EXERCISE INSTRUCTIONS: Extract verbatim every line from the one containing "the rocky foreground" to the final line of the records below, inclusive, and exclude all pictures.

(Position annotation records)
════════════════
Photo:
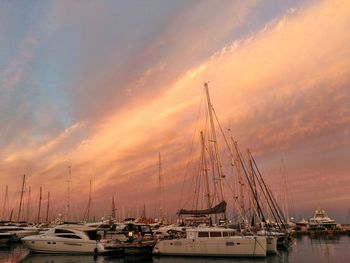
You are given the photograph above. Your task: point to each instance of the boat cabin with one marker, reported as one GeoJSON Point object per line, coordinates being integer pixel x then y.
{"type": "Point", "coordinates": [209, 233]}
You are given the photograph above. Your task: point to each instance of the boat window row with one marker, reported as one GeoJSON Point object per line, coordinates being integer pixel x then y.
{"type": "Point", "coordinates": [215, 234]}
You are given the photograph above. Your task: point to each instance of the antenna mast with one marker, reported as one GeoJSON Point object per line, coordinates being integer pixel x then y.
{"type": "Point", "coordinates": [20, 202]}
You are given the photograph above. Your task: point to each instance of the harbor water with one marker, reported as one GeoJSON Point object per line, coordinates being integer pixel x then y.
{"type": "Point", "coordinates": [320, 249]}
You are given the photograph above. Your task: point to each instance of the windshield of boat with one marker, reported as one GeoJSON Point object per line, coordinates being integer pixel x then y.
{"type": "Point", "coordinates": [93, 235]}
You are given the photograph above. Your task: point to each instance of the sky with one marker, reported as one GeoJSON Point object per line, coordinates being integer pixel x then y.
{"type": "Point", "coordinates": [104, 86]}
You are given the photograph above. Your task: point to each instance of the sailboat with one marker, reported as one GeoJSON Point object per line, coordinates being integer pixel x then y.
{"type": "Point", "coordinates": [212, 240]}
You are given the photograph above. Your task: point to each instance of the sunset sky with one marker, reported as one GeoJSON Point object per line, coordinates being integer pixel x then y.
{"type": "Point", "coordinates": [104, 86]}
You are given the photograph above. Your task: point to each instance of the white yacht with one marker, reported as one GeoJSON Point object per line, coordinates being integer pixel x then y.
{"type": "Point", "coordinates": [212, 241]}
{"type": "Point", "coordinates": [5, 237]}
{"type": "Point", "coordinates": [18, 232]}
{"type": "Point", "coordinates": [65, 239]}
{"type": "Point", "coordinates": [321, 221]}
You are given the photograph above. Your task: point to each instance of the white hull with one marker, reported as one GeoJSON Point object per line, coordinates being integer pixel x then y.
{"type": "Point", "coordinates": [62, 245]}
{"type": "Point", "coordinates": [225, 247]}
{"type": "Point", "coordinates": [271, 245]}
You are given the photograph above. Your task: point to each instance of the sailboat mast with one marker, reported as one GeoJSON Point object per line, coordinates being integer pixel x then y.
{"type": "Point", "coordinates": [113, 208]}
{"type": "Point", "coordinates": [160, 181]}
{"type": "Point", "coordinates": [40, 197]}
{"type": "Point", "coordinates": [48, 207]}
{"type": "Point", "coordinates": [68, 195]}
{"type": "Point", "coordinates": [20, 202]}
{"type": "Point", "coordinates": [286, 212]}
{"type": "Point", "coordinates": [5, 201]}
{"type": "Point", "coordinates": [240, 178]}
{"type": "Point", "coordinates": [213, 134]}
{"type": "Point", "coordinates": [204, 161]}
{"type": "Point", "coordinates": [89, 204]}
{"type": "Point", "coordinates": [28, 204]}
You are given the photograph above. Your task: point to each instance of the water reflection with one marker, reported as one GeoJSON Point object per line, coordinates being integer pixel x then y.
{"type": "Point", "coordinates": [207, 260]}
{"type": "Point", "coordinates": [322, 249]}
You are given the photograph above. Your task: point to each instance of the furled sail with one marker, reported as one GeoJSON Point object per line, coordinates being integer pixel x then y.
{"type": "Point", "coordinates": [219, 208]}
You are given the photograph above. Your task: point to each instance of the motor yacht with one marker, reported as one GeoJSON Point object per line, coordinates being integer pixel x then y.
{"type": "Point", "coordinates": [65, 239]}
{"type": "Point", "coordinates": [321, 221]}
{"type": "Point", "coordinates": [212, 241]}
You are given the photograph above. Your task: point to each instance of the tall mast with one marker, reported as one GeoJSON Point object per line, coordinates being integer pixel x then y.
{"type": "Point", "coordinates": [285, 206]}
{"type": "Point", "coordinates": [160, 181]}
{"type": "Point", "coordinates": [213, 134]}
{"type": "Point", "coordinates": [5, 201]}
{"type": "Point", "coordinates": [253, 201]}
{"type": "Point", "coordinates": [68, 195]}
{"type": "Point", "coordinates": [20, 202]}
{"type": "Point", "coordinates": [48, 207]}
{"type": "Point", "coordinates": [113, 208]}
{"type": "Point", "coordinates": [240, 178]}
{"type": "Point", "coordinates": [28, 204]}
{"type": "Point", "coordinates": [204, 161]}
{"type": "Point", "coordinates": [89, 205]}
{"type": "Point", "coordinates": [40, 197]}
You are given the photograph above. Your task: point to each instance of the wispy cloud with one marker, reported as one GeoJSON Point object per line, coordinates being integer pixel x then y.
{"type": "Point", "coordinates": [282, 90]}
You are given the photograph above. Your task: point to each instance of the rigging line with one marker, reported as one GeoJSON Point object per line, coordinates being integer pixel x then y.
{"type": "Point", "coordinates": [273, 201]}
{"type": "Point", "coordinates": [190, 153]}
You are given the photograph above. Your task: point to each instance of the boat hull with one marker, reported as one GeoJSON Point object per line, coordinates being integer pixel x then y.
{"type": "Point", "coordinates": [62, 245]}
{"type": "Point", "coordinates": [218, 247]}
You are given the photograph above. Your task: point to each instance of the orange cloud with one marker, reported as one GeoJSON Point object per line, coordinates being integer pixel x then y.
{"type": "Point", "coordinates": [281, 91]}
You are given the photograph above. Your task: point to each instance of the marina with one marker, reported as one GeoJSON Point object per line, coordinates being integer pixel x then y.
{"type": "Point", "coordinates": [324, 249]}
{"type": "Point", "coordinates": [174, 131]}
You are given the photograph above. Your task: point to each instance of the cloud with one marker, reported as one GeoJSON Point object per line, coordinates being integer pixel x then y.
{"type": "Point", "coordinates": [282, 91]}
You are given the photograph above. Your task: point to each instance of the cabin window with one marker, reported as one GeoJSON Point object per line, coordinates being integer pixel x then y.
{"type": "Point", "coordinates": [70, 236]}
{"type": "Point", "coordinates": [215, 234]}
{"type": "Point", "coordinates": [58, 230]}
{"type": "Point", "coordinates": [203, 234]}
{"type": "Point", "coordinates": [145, 229]}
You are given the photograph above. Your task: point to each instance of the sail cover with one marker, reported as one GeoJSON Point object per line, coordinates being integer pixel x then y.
{"type": "Point", "coordinates": [220, 208]}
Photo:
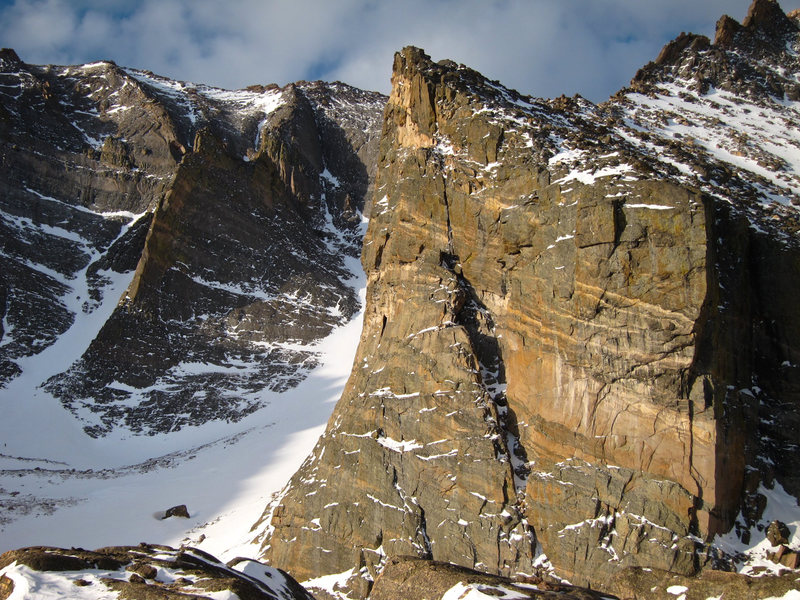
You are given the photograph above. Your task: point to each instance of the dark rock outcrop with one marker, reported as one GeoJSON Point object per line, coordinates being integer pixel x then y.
{"type": "Point", "coordinates": [570, 341]}
{"type": "Point", "coordinates": [228, 216]}
{"type": "Point", "coordinates": [149, 572]}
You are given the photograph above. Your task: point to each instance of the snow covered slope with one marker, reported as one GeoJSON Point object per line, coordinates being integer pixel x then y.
{"type": "Point", "coordinates": [180, 296]}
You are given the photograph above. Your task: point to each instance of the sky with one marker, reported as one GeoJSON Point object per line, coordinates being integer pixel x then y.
{"type": "Point", "coordinates": [540, 47]}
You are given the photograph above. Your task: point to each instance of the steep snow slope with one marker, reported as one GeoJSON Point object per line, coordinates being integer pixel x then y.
{"type": "Point", "coordinates": [178, 261]}
{"type": "Point", "coordinates": [67, 489]}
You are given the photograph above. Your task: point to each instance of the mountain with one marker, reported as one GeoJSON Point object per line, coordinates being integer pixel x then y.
{"type": "Point", "coordinates": [580, 346]}
{"type": "Point", "coordinates": [179, 288]}
{"type": "Point", "coordinates": [579, 357]}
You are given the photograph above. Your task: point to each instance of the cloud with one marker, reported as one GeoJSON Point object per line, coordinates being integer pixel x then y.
{"type": "Point", "coordinates": [542, 47]}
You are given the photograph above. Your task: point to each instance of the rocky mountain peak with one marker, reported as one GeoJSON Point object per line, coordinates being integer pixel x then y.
{"type": "Point", "coordinates": [9, 57]}
{"type": "Point", "coordinates": [766, 25]}
{"type": "Point", "coordinates": [560, 277]}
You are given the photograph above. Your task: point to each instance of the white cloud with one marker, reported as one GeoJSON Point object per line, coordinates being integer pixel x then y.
{"type": "Point", "coordinates": [543, 47]}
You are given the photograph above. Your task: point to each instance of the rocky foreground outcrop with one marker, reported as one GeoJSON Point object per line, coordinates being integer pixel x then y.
{"type": "Point", "coordinates": [581, 339]}
{"type": "Point", "coordinates": [144, 572]}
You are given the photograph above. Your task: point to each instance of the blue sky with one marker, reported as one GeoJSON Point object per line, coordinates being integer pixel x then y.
{"type": "Point", "coordinates": [541, 47]}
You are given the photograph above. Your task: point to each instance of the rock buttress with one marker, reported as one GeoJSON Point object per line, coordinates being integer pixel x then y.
{"type": "Point", "coordinates": [552, 356]}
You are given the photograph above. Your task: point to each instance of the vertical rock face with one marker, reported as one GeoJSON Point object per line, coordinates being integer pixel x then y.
{"type": "Point", "coordinates": [223, 218]}
{"type": "Point", "coordinates": [571, 338]}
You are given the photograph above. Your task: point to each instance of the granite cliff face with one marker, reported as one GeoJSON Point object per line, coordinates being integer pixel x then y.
{"type": "Point", "coordinates": [580, 340]}
{"type": "Point", "coordinates": [223, 220]}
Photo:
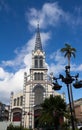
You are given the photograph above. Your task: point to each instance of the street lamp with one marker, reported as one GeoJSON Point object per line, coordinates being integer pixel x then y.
════════════════
RESPONSE TO THE TASK:
You are given the photograph above. Your task: point to each instance of the rocky foreground outcrop with one marker, reported as one GeoJSON Point object per line, coordinates being integer pixel x then y.
{"type": "Point", "coordinates": [581, 339]}
{"type": "Point", "coordinates": [144, 572]}
You are given the photograph above. Your task: point to each instance of the blue sky with one marker, reported as one GeoJSON Point object per line, coordinates being integer pixel x then y.
{"type": "Point", "coordinates": [541, 47]}
You are given the photograph above. Your task: point to each instance of the rock buttress with one marker, reported as one GeoJSON Point object per line, coordinates being integer pixel x then y.
{"type": "Point", "coordinates": [552, 356]}
You are given the photograph above. Your task: point to each instance of the vertical rock face with one marker, reported as one GeoJSON Point object per line, coordinates being integer pixel x then y.
{"type": "Point", "coordinates": [223, 218]}
{"type": "Point", "coordinates": [571, 338]}
You are given the photograph above. Your task: point to each instance of the granite cliff face with one marker, reported as one GeoJSON Point object per line, coordinates being integer pixel x then y.
{"type": "Point", "coordinates": [580, 340]}
{"type": "Point", "coordinates": [223, 220]}
Photo:
You are given the photograph above. Your task: point to each instance of the street lamp with one marker, reported as one GeoJSON Point object per line, coordinates being integer pixel x then y.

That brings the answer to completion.